[INSTRUCTION]
Count the lines in the data below that contain the string "striped", treating uppercase and lowercase as different. Reply with only the number.

[PROVIDED INFORMATION]
:::::
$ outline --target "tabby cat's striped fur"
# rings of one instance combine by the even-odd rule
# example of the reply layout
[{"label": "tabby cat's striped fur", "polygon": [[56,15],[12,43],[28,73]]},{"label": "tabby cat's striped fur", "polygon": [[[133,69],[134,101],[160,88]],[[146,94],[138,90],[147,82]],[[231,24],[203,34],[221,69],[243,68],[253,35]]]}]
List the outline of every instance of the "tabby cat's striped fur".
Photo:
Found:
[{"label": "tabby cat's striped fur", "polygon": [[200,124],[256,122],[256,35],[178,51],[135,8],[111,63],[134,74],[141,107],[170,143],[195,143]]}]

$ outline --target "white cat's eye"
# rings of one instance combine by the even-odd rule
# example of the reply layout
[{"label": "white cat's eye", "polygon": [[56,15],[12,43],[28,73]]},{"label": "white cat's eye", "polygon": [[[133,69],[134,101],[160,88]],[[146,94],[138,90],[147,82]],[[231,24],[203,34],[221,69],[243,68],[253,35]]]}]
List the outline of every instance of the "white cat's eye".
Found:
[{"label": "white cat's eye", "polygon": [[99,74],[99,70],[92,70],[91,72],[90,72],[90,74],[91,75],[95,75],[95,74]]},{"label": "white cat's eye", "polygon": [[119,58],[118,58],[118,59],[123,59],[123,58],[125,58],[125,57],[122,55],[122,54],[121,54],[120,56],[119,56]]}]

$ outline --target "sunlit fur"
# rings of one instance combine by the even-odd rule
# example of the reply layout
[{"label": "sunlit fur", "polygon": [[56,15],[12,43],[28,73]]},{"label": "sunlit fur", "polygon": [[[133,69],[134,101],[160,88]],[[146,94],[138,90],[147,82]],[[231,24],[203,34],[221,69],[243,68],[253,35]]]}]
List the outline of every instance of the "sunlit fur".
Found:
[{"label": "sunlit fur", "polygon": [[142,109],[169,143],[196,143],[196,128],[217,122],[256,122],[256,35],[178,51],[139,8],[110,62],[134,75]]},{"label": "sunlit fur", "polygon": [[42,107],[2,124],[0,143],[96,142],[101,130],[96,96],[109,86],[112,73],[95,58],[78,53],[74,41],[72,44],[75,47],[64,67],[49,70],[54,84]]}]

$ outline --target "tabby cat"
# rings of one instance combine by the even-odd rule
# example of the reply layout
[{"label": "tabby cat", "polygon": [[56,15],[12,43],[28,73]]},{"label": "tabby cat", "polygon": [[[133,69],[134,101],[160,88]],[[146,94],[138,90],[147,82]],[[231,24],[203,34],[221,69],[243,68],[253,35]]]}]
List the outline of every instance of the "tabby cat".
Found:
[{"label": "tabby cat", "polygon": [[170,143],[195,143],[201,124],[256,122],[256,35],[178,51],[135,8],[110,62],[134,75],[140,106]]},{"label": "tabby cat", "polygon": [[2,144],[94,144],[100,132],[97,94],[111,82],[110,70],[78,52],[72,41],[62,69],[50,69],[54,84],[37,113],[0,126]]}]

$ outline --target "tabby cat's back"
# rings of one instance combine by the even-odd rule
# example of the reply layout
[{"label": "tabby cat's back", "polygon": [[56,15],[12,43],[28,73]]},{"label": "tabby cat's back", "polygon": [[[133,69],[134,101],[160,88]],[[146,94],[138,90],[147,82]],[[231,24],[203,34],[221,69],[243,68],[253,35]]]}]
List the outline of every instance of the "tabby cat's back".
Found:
:::::
[OUTPUT OF THE TASK]
4